• _練習問題_
[A] 紀の善についての文章から、「「紀の善」は東京神楽坂下の」で始まる段落を選び、要点を残したまま箇条書きに直してください。
[B] 紀の善についての文章を、最後の文のあとから引き継いで書き進めてください。

• _読解用抜粋_
####################
加藤嶺夫著。 川本三郎と泉麻人監修「加藤嶺夫写真全集 昭和の東京1」。デコ。2013年。再開発前の飯田堀。


神楽坂|紀の善 おいしいけど難点はたかい(閉店)

文学と神楽坂

 ぜんは「令和4年9月30日をもちまして店舗を閉店させて頂きました」。理由は「店主の高齢化や諸般の事情」のためでした。あーあ… 閉店は「紀の善の閉店」で。

 新しい店舗は「しんぱち食堂」。前書きに「炭火焼干物定食」。和食ファーストフードチェーンです。別に書くとして、今日は紀の善についてです。

「紀の善」は東京神楽坂下の甘味処。戦前は寿司屋でした。場所はここです。
 渡辺功一氏の「神楽坂がまるごとわかる本」(けやき舎、2007年)では……

「文久・慶応年間(1861-1868年)「紀ノ善」創業。口入業

 口入業とは職業周旋業者のこと。これと違って創業の年は嘉永年間(1848-1854)だとするもあります。
####################
[データ記録]
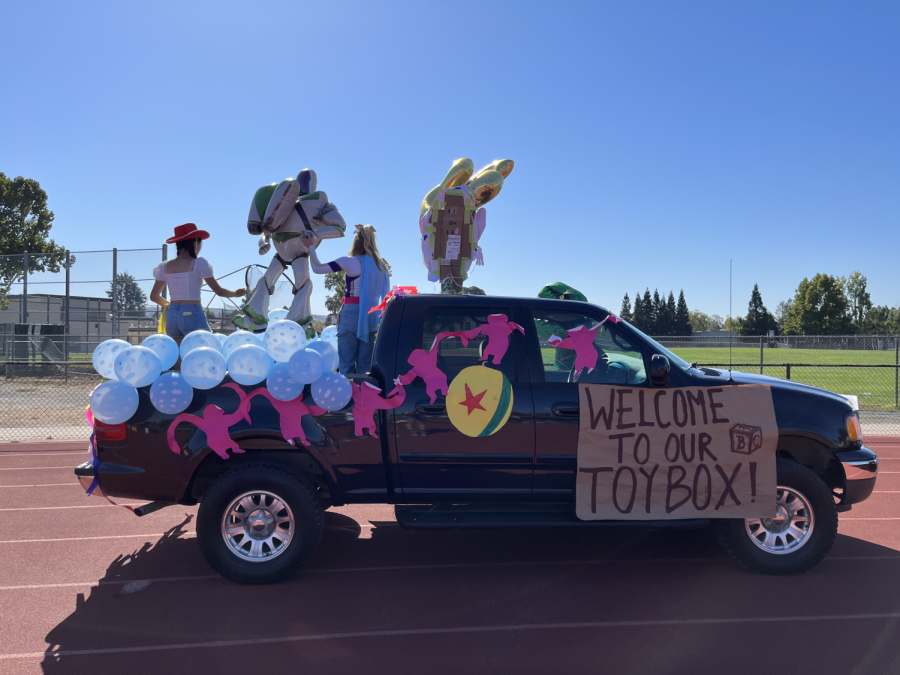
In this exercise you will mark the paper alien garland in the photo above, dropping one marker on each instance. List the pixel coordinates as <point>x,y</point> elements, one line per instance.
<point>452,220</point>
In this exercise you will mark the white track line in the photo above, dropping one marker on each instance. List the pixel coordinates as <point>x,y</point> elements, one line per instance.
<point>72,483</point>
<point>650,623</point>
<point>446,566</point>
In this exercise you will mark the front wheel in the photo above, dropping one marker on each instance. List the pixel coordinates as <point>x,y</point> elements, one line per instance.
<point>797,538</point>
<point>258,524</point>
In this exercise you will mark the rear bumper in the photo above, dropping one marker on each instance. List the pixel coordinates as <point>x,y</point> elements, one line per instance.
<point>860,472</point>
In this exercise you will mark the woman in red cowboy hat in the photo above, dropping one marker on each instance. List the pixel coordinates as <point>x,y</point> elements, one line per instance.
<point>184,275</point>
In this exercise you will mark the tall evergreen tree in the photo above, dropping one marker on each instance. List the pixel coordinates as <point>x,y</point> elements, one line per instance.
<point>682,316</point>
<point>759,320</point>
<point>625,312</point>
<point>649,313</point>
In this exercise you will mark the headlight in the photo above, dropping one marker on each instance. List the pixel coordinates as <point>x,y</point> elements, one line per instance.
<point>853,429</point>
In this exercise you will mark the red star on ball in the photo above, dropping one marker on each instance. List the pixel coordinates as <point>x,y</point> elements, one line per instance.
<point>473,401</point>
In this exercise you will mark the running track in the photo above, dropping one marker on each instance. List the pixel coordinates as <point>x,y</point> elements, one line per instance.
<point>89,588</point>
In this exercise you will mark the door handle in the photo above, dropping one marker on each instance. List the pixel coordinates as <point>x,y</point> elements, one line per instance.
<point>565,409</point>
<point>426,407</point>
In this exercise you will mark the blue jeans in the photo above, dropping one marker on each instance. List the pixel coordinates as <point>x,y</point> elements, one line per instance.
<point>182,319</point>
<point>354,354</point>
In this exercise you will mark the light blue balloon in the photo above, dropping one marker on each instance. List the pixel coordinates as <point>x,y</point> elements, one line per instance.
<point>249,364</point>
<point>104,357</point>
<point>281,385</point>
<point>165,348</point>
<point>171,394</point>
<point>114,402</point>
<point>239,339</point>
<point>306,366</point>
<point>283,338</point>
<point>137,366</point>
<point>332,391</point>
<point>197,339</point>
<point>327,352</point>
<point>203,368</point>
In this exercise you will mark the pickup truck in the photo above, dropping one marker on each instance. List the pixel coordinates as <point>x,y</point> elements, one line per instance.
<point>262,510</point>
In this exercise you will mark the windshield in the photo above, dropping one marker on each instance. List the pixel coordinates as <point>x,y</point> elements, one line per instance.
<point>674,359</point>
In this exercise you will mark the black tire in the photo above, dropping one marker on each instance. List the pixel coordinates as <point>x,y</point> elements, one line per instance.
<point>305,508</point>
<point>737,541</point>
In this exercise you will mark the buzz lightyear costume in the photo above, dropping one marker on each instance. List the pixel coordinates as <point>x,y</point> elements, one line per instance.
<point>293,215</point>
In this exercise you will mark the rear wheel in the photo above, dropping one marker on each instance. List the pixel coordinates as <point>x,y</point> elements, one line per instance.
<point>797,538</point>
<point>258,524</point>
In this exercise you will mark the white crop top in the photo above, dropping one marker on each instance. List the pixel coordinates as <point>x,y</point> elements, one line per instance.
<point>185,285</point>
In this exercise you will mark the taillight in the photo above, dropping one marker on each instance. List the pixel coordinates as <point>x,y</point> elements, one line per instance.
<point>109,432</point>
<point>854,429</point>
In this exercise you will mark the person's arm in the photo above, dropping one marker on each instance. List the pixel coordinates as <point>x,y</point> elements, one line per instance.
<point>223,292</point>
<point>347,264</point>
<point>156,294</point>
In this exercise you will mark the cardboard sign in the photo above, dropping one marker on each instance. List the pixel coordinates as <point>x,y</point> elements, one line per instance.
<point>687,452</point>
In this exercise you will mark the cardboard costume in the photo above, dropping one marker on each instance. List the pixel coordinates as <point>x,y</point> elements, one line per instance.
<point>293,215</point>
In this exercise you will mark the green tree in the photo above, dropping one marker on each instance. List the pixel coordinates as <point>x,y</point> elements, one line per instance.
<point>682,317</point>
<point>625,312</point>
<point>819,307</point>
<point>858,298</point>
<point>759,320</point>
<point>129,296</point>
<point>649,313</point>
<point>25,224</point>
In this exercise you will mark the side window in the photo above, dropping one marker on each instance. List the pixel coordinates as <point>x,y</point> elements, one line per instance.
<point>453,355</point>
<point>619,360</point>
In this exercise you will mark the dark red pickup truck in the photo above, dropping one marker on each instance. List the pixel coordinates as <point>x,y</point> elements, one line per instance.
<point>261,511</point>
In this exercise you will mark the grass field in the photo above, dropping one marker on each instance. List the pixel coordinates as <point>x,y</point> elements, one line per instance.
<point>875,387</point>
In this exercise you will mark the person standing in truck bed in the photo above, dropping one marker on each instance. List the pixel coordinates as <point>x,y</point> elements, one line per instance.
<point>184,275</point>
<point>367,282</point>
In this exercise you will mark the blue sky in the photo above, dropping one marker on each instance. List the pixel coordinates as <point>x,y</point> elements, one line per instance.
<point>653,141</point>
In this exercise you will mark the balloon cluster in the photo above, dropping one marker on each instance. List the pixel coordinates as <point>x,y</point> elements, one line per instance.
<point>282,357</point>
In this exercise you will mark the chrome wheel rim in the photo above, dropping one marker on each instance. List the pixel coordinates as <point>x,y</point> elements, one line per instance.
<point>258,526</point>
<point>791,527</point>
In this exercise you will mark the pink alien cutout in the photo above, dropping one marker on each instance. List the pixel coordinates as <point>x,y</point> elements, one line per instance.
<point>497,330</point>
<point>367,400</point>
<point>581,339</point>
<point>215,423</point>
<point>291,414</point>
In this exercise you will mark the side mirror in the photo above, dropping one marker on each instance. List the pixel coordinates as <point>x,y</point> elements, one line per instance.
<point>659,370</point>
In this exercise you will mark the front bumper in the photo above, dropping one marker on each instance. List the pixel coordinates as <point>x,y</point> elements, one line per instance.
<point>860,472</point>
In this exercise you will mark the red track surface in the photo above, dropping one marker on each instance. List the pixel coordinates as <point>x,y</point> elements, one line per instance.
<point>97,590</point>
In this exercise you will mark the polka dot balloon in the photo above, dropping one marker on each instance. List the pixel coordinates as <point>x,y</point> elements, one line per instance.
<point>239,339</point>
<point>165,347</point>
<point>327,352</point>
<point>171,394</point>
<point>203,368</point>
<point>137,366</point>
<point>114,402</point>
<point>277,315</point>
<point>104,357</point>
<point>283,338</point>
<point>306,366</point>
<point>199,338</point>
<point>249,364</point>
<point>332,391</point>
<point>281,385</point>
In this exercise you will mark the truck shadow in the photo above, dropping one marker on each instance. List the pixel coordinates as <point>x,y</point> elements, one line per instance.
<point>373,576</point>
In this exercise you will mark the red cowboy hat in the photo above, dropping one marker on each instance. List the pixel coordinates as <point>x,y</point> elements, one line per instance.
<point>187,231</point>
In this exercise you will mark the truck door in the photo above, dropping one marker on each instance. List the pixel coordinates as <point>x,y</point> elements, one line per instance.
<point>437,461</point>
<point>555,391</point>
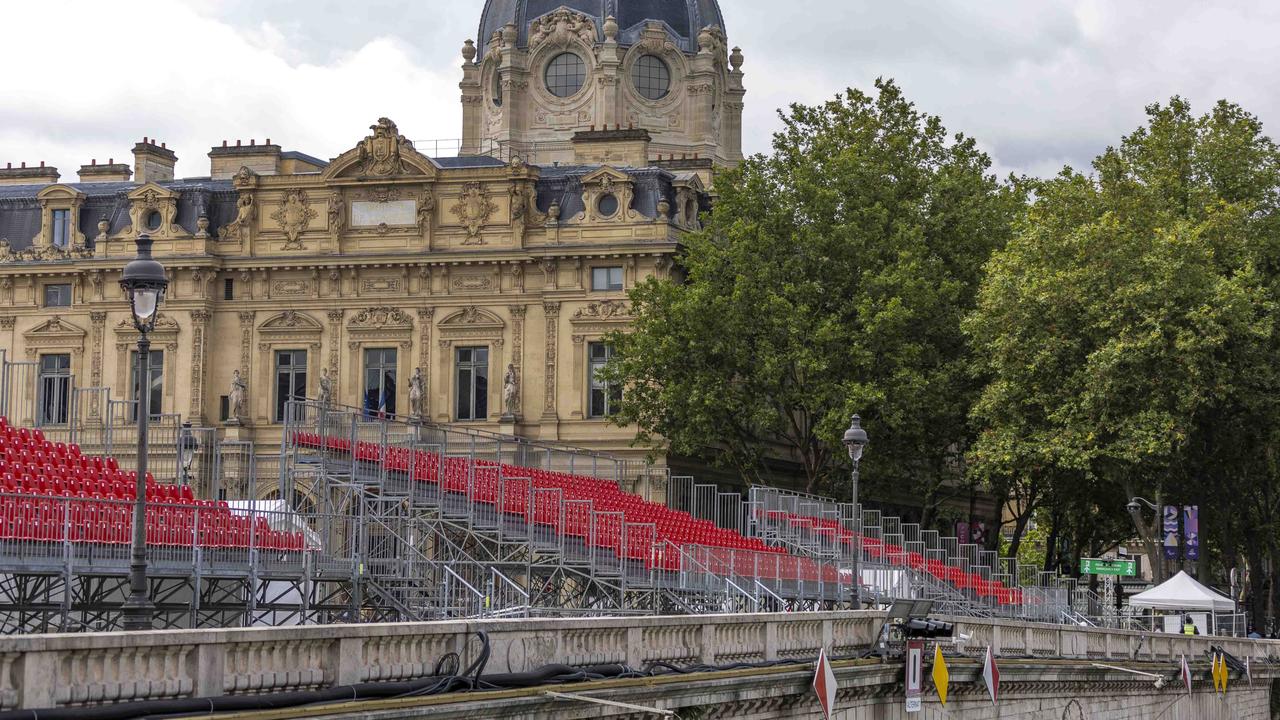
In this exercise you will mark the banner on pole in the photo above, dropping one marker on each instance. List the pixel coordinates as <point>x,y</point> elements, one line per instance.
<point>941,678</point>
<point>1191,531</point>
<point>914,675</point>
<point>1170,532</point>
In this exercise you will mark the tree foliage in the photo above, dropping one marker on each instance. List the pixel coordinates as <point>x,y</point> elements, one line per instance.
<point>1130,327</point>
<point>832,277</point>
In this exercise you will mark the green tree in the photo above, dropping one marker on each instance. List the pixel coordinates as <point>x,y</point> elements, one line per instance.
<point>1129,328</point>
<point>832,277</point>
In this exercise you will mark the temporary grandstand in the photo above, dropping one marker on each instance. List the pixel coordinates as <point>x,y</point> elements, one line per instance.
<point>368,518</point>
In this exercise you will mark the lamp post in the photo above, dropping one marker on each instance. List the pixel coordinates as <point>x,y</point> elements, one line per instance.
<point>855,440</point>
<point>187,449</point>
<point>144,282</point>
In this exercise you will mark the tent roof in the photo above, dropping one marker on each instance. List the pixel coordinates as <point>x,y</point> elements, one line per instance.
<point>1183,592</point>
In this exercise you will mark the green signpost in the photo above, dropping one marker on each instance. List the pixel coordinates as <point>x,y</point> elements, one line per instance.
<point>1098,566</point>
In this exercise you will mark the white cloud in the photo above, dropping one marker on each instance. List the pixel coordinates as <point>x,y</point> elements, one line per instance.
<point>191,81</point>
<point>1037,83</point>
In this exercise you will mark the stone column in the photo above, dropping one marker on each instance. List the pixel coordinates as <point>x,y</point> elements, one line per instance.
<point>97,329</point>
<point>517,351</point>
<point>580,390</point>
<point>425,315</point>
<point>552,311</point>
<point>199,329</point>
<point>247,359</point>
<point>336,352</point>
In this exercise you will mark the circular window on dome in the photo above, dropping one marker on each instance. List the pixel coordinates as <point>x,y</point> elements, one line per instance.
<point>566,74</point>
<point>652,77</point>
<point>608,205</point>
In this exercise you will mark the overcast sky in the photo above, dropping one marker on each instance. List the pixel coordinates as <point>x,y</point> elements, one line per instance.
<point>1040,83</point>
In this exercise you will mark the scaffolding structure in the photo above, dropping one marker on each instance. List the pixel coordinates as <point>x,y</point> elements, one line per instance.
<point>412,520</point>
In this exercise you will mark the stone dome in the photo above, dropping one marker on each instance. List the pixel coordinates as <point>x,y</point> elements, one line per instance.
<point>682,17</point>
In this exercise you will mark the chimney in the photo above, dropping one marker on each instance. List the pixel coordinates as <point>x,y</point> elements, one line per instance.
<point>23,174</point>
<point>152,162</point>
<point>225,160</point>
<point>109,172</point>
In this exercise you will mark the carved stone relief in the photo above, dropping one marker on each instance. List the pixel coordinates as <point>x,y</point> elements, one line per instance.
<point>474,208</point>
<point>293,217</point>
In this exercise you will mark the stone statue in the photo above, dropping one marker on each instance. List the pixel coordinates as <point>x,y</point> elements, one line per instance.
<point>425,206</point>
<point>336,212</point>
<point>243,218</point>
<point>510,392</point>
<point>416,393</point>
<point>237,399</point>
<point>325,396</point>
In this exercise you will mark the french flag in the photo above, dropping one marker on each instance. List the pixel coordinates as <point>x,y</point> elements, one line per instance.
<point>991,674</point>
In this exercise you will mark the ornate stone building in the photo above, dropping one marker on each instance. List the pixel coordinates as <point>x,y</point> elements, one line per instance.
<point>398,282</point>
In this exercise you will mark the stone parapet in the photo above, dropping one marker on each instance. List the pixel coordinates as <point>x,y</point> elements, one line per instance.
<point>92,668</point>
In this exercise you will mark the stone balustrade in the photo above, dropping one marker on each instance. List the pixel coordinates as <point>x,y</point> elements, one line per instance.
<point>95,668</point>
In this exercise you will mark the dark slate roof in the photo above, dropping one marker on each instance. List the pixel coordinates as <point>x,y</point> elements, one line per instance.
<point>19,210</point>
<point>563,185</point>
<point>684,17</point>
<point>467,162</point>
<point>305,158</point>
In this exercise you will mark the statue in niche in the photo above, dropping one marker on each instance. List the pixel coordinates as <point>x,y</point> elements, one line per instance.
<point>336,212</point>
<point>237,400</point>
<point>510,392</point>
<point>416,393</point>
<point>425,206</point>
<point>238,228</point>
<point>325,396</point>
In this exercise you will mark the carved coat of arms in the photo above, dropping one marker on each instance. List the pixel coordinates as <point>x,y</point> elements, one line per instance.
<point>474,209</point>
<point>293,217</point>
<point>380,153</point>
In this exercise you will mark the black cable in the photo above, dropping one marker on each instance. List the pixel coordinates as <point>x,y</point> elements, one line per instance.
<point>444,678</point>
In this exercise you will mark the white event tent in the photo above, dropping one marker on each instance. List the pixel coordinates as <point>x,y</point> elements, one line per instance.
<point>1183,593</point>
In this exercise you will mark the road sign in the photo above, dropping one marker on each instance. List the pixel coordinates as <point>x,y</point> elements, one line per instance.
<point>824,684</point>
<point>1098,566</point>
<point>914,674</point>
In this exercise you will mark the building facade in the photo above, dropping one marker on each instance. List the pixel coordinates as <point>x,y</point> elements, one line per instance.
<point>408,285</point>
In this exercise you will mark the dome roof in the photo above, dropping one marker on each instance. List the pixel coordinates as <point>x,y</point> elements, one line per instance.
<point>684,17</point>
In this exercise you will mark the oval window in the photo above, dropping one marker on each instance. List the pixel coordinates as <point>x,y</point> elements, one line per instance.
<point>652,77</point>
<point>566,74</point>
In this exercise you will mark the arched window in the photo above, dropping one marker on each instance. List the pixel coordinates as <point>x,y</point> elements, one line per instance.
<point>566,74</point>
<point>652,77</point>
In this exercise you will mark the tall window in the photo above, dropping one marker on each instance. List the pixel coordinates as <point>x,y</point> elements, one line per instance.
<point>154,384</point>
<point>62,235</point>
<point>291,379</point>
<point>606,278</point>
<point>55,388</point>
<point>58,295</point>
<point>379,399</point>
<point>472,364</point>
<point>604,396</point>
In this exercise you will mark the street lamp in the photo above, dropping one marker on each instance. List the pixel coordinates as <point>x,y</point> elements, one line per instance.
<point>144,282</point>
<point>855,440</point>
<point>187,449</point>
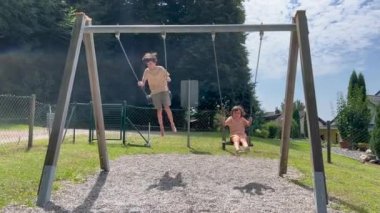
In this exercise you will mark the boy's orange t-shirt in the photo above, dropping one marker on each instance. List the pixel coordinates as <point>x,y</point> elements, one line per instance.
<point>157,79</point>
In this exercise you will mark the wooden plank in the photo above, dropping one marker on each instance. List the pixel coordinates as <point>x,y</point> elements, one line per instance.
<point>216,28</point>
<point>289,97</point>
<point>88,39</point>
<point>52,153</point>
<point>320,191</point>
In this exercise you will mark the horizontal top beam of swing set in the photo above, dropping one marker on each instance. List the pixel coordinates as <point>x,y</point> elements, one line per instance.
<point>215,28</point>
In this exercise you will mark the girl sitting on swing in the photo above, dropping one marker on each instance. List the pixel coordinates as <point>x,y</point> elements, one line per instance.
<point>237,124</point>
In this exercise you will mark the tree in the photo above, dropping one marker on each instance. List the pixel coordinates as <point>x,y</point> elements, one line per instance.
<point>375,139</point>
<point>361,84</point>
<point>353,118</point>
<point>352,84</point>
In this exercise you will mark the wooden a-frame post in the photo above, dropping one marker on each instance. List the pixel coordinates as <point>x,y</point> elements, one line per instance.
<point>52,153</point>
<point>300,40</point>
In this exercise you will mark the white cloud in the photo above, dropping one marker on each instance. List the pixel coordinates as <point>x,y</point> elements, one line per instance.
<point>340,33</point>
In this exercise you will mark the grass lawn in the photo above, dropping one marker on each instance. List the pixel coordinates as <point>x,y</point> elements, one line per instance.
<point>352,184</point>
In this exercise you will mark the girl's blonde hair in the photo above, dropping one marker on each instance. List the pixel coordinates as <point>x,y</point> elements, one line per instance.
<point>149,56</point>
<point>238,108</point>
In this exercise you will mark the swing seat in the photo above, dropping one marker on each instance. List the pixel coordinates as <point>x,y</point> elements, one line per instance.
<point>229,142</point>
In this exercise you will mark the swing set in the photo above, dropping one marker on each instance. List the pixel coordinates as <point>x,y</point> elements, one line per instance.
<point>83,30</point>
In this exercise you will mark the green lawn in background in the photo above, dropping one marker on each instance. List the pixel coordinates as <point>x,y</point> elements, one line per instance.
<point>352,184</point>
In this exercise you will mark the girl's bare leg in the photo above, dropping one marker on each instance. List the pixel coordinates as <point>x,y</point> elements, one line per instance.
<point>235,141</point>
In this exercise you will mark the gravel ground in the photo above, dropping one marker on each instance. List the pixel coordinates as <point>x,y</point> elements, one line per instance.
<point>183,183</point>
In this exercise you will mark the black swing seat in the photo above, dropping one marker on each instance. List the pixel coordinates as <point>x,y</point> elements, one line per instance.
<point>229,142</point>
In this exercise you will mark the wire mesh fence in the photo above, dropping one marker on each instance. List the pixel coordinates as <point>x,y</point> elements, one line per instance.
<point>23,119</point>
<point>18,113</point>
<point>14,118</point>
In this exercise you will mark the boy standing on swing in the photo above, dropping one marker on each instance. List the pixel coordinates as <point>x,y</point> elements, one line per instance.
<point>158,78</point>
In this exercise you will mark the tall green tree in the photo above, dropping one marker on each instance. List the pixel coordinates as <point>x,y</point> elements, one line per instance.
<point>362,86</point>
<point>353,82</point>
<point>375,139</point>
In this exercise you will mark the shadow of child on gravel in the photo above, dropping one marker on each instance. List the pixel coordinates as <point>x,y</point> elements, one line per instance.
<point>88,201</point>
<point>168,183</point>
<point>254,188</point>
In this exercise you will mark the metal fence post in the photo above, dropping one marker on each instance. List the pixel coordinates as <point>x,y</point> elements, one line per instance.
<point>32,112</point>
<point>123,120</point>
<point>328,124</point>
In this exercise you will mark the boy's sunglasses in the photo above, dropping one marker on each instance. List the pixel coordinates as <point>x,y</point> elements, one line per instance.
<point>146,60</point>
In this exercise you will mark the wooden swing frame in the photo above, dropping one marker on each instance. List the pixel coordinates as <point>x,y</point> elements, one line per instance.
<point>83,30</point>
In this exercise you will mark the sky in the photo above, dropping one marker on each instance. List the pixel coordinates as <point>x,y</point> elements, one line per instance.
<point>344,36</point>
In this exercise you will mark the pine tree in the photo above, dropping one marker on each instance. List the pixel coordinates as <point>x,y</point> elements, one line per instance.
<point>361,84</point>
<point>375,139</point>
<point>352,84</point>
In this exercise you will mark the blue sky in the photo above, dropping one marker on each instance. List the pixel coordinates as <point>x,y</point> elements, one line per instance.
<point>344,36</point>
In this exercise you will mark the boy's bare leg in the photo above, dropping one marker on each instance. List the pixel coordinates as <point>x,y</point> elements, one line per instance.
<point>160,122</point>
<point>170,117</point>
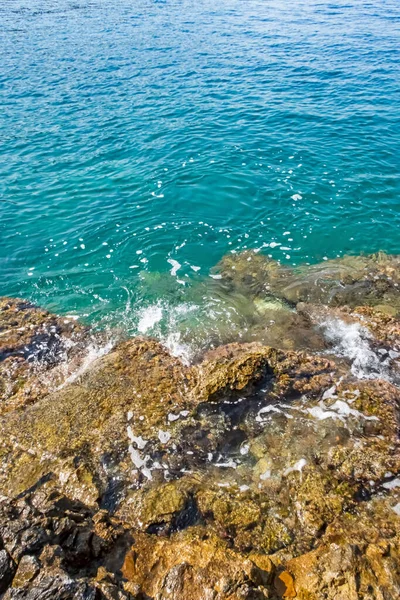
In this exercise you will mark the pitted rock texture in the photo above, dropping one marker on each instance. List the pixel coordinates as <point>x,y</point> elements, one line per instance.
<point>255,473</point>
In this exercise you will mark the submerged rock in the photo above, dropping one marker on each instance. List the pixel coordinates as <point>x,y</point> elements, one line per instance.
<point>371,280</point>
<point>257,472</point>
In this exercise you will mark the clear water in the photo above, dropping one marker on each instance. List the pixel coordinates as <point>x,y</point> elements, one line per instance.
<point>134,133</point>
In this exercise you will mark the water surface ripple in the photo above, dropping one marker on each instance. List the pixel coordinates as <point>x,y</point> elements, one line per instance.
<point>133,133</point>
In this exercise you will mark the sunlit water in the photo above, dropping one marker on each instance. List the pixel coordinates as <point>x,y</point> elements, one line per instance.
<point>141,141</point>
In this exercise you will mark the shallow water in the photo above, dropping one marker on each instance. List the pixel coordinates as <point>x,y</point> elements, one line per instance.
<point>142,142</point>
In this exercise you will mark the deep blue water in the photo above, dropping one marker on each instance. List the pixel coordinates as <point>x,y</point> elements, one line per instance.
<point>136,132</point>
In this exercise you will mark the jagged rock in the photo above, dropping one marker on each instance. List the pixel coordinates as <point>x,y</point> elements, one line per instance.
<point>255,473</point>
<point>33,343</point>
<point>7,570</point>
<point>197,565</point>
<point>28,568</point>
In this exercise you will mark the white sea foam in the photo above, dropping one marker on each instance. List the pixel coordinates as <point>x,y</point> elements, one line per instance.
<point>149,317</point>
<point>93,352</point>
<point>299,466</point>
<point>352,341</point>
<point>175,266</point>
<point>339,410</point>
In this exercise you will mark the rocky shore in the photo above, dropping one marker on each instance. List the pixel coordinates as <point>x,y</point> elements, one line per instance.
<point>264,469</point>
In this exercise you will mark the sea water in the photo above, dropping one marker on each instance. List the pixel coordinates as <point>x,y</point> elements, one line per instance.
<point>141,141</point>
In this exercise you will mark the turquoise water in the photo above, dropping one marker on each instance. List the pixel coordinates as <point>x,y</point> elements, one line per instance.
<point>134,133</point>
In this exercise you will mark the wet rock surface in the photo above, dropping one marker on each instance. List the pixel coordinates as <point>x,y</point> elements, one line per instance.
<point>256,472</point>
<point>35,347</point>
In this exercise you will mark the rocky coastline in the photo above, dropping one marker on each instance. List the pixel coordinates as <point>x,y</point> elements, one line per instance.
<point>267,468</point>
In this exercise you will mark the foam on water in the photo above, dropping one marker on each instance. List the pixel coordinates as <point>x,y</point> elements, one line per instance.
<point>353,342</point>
####################
• _各問の解答_
[A]
- 「紀の善」は東京神楽坂下の甘味処
- 戦前は寿司屋だった

[B]
創業の幕を開けたのはおおよそ七十余年前(「食行脚 東京の巻」協文館、大正14年

 大正14年(1925年)から70余年前は嘉永年間(1848-1854)です。しかし、どちらも引用文献はなく、正確にはわかりません。
 冨田冨江氏の「私が生まれ育つたまち」(「ここは牛込、神楽坂」第16号、平成12年)では……

 戦前うちはお寿司屋だったの。それも宮内省の御用で、立ち食い寿司でなくて御用御膳寿司といっていた。

 同じく「紀の善と牡丹屋敷」(「ここは牛込、神楽坂」第17号、平成12年)では……

 神楽坂の上り口の左角に、旗本屋敷直属の牡丹屋敷というのがありました。そこで牡丹を栽培していたといわれていますが、栽培していたのは主に薬草で、それを江戸城の本丸に届けていたのだとか。
 紀の善は、その牡丹屋敷の専属で、お屋敷から使いがきて、きょうは三十人頼むとか、きょうは雨だから五人でいいとかいってくると、それに合わせて若い者を出して、薬草の手入れをやっていたそうです。
 浅草では、幡随院長兵衛がそういうのを仕切っていましたが、神楽坂で代々紀の善がやってきたのだとか。それで、紀の善は、親分以下、若い者みんなに、桜と蝶の彫り物……そう、入れ墨をさせていたんです。絵柄を牡丹にしてはお屋敷に失礼にあたるからと、桜と蝶にしたとかで。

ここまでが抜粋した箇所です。